Pull out every line of the listing below that contains the string "spire", treating uppercase and lowercase letters as distinct.

*** RECORD EXCERPTS ***

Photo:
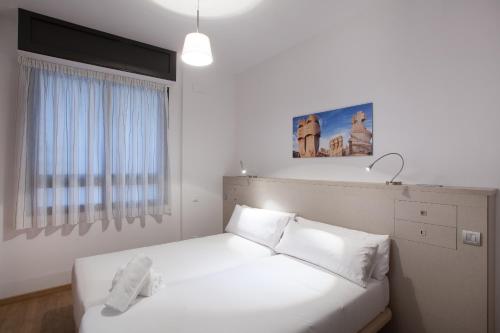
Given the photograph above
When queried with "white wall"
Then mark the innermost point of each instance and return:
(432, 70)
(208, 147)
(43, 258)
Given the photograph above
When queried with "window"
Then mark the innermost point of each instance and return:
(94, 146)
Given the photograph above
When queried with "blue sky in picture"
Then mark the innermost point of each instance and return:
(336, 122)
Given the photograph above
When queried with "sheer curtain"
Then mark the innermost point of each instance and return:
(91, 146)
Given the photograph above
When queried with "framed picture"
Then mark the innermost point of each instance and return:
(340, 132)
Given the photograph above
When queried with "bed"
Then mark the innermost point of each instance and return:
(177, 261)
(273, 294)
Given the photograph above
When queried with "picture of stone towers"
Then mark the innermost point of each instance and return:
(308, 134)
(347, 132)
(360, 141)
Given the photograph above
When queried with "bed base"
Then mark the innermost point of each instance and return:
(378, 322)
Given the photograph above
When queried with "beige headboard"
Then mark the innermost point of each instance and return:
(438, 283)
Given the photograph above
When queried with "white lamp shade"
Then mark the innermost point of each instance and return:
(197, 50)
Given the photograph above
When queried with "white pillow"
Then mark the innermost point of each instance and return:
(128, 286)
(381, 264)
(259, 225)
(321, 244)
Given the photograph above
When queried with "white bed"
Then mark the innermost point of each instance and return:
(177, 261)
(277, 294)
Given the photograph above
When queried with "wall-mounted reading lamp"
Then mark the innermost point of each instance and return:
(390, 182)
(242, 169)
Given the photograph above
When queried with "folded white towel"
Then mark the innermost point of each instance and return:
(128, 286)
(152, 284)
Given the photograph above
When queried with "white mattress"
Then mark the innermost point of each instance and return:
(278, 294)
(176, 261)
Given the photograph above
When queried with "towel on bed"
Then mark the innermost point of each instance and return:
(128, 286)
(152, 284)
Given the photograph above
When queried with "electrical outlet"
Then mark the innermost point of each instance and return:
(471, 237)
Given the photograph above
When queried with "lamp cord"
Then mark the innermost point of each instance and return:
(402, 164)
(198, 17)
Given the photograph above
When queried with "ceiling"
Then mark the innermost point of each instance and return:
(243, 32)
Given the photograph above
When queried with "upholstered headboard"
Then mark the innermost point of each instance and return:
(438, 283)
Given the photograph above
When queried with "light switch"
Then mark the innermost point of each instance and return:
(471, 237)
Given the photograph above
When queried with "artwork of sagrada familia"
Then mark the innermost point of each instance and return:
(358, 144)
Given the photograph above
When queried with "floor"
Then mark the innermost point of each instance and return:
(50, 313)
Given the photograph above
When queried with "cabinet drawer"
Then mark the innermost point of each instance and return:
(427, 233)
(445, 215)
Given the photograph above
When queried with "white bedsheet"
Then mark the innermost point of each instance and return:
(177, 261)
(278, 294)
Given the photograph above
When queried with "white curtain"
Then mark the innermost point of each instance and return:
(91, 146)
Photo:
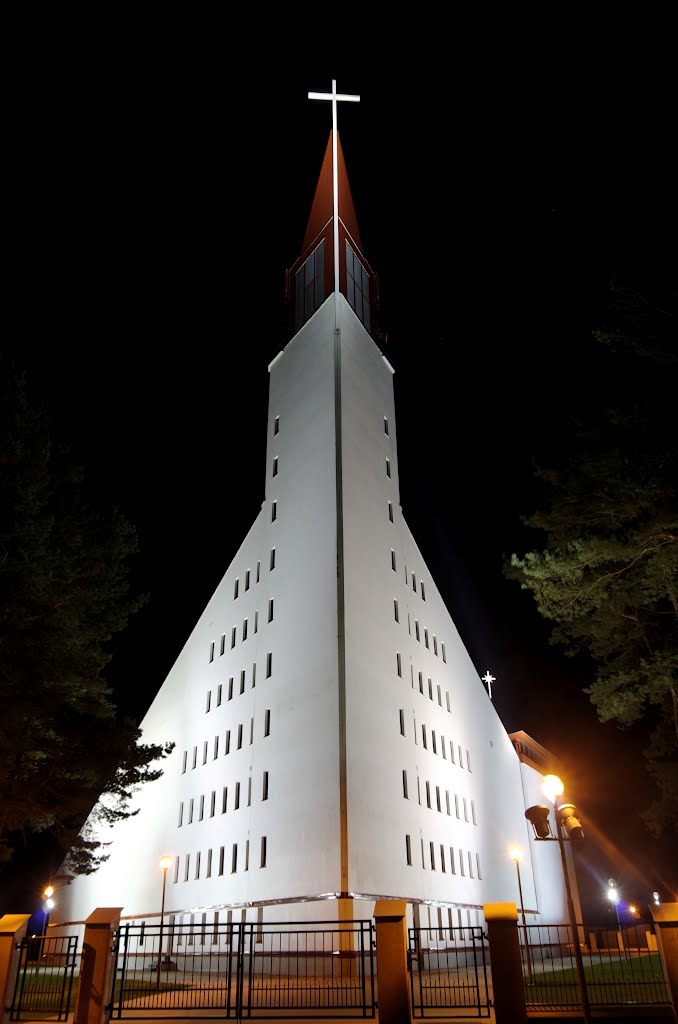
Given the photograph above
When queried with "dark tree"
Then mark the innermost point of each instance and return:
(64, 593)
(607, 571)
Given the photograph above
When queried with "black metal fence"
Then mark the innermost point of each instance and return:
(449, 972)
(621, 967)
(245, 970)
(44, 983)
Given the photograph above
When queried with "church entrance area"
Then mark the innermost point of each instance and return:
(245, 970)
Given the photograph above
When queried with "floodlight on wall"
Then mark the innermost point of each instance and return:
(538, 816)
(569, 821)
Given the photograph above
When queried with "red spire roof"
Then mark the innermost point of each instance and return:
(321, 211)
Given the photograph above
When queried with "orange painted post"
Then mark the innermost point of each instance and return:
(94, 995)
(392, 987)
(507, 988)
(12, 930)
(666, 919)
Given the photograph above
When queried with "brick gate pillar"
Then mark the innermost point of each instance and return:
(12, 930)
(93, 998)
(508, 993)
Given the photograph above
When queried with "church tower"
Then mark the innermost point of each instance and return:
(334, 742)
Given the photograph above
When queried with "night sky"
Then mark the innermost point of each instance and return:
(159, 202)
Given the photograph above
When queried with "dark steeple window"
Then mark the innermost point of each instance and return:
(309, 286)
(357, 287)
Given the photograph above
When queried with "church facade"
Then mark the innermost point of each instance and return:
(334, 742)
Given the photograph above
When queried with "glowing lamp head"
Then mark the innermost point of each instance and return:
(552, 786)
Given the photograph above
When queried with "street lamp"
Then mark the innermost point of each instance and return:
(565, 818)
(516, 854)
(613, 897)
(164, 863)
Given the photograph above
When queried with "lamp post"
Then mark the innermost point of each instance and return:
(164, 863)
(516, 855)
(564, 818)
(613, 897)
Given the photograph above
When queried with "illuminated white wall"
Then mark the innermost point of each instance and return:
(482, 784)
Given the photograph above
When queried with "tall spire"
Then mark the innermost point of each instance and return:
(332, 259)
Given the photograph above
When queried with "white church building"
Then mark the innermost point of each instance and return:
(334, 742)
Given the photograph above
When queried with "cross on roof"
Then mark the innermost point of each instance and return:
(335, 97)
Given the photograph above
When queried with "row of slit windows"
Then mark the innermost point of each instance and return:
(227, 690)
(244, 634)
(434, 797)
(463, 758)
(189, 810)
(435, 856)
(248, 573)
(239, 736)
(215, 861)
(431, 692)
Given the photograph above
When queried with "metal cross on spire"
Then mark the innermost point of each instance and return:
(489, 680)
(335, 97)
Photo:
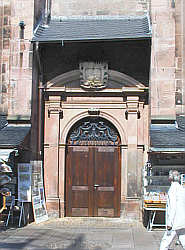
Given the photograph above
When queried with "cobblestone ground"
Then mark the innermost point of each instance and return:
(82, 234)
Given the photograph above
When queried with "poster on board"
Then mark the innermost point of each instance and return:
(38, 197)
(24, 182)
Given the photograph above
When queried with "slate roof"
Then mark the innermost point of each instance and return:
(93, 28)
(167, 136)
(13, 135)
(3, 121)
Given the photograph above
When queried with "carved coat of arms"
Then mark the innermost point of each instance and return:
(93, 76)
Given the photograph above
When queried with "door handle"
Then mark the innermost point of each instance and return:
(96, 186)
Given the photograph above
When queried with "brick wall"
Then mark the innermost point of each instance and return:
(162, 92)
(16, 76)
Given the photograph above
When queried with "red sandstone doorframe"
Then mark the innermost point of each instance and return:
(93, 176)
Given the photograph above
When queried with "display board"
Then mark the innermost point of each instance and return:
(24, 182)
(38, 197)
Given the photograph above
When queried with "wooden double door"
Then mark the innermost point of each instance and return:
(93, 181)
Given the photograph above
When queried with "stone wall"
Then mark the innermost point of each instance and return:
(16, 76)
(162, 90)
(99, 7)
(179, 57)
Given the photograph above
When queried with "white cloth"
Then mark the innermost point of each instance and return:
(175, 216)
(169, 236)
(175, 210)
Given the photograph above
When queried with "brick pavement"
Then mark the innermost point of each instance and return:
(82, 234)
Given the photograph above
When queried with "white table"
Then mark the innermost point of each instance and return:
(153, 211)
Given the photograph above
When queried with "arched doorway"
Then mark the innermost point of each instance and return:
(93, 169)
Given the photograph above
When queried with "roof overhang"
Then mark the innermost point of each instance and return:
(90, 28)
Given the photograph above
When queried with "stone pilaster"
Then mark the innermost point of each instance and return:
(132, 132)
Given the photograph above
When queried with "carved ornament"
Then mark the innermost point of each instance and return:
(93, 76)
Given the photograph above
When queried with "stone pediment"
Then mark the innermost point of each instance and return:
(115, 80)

***
*** RECORD EXCERPTS ***

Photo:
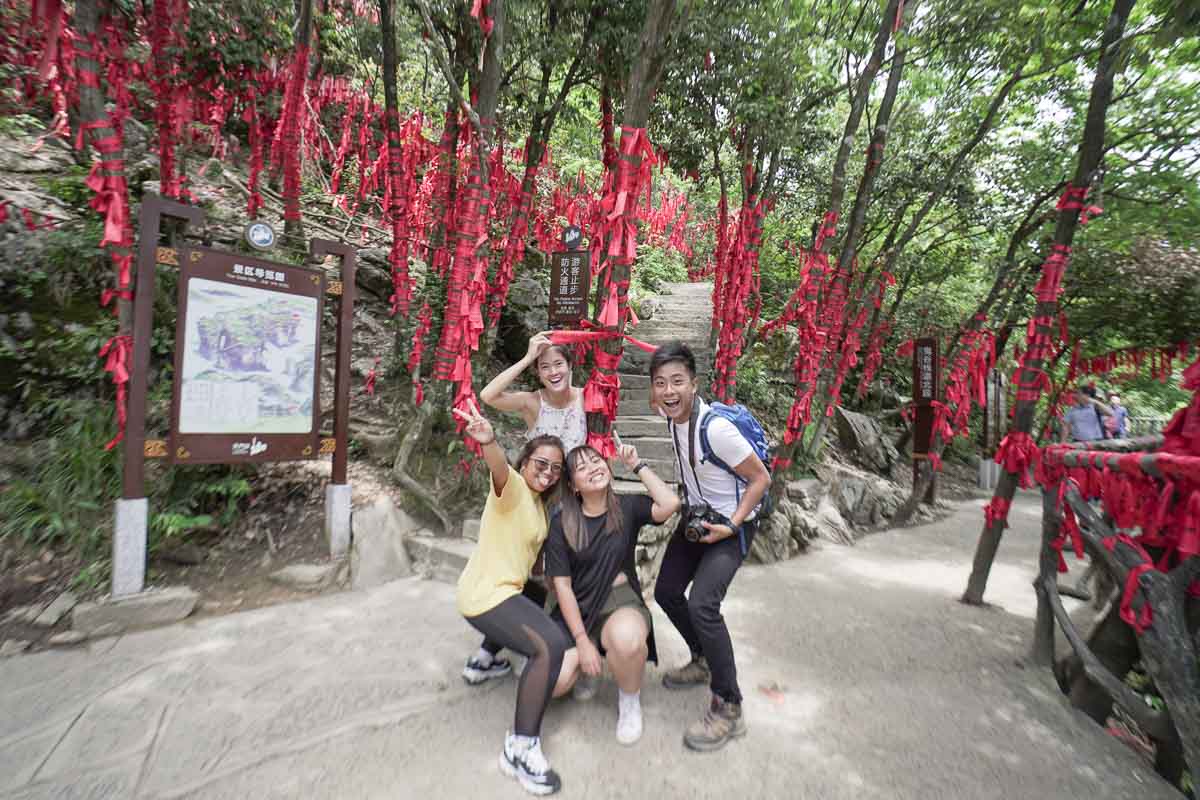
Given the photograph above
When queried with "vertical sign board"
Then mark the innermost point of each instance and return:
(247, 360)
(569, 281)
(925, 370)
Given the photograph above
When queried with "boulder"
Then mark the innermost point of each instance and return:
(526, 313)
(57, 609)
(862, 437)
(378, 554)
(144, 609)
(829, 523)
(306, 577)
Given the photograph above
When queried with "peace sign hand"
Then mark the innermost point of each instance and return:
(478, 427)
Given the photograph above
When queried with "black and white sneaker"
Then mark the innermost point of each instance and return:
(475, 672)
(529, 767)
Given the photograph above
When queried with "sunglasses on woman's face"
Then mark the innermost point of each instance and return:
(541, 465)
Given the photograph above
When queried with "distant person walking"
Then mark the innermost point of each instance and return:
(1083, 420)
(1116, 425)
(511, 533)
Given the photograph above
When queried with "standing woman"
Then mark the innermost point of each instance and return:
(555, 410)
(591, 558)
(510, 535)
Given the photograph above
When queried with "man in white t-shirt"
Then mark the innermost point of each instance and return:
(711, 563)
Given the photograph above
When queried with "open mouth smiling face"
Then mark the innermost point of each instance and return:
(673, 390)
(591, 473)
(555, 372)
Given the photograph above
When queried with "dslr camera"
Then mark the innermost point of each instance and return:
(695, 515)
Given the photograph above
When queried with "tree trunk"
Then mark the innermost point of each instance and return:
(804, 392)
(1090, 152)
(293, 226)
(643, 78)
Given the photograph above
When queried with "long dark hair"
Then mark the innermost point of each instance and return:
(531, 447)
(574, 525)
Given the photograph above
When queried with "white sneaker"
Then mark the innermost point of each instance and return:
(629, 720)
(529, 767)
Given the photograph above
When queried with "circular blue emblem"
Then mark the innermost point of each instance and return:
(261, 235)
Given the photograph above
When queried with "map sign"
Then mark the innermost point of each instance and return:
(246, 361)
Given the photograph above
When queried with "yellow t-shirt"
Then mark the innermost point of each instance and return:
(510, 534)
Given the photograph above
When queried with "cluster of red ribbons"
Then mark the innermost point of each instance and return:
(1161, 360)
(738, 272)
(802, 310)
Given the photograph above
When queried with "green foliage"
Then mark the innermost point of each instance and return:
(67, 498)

***

## PROBLEM SOLUTION
When queried with "red spire roof"
When queried with "tall spire"
When queried with "metal cross on spire"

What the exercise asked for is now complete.